━━ Records supplied
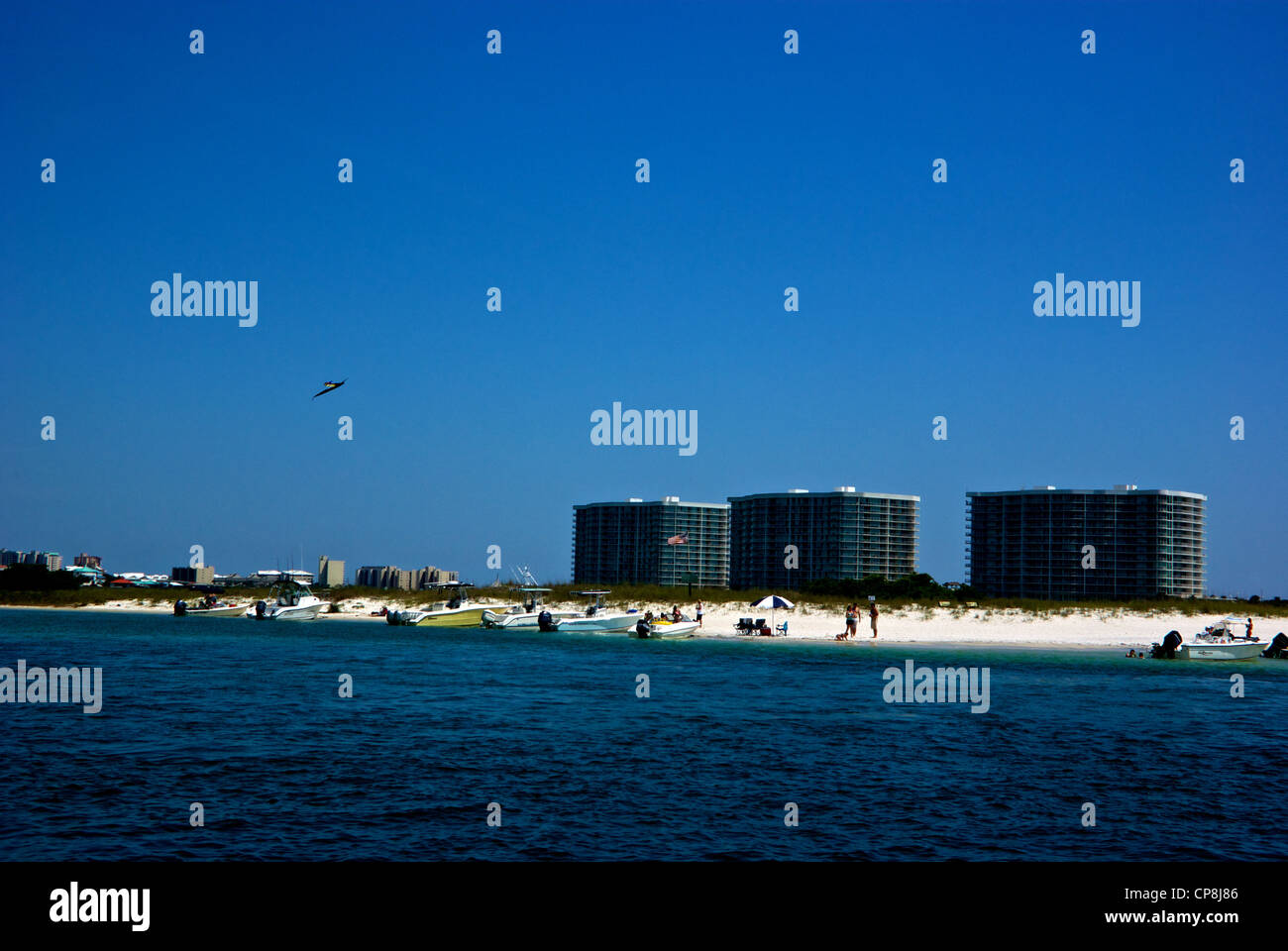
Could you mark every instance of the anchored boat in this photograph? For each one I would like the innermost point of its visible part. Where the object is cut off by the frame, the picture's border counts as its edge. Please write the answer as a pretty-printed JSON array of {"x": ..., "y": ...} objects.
[
  {"x": 209, "y": 607},
  {"x": 596, "y": 620},
  {"x": 1220, "y": 641},
  {"x": 456, "y": 611},
  {"x": 292, "y": 600},
  {"x": 527, "y": 613},
  {"x": 665, "y": 628}
]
━━━━
What is required
An exact copy of the listing is needed, minus its pictures.

Exercise response
Could you mark every instance of the anchored boat in this photograph? For each one I would like the innermost point of its visible part. Where the object is cut off by the frame, the picture's border counts as its edge. Please write the answer as a pretty-printed JSON array of {"x": ..., "y": ...} objects.
[
  {"x": 209, "y": 607},
  {"x": 596, "y": 620},
  {"x": 1220, "y": 641},
  {"x": 456, "y": 611},
  {"x": 292, "y": 600},
  {"x": 527, "y": 613},
  {"x": 665, "y": 628}
]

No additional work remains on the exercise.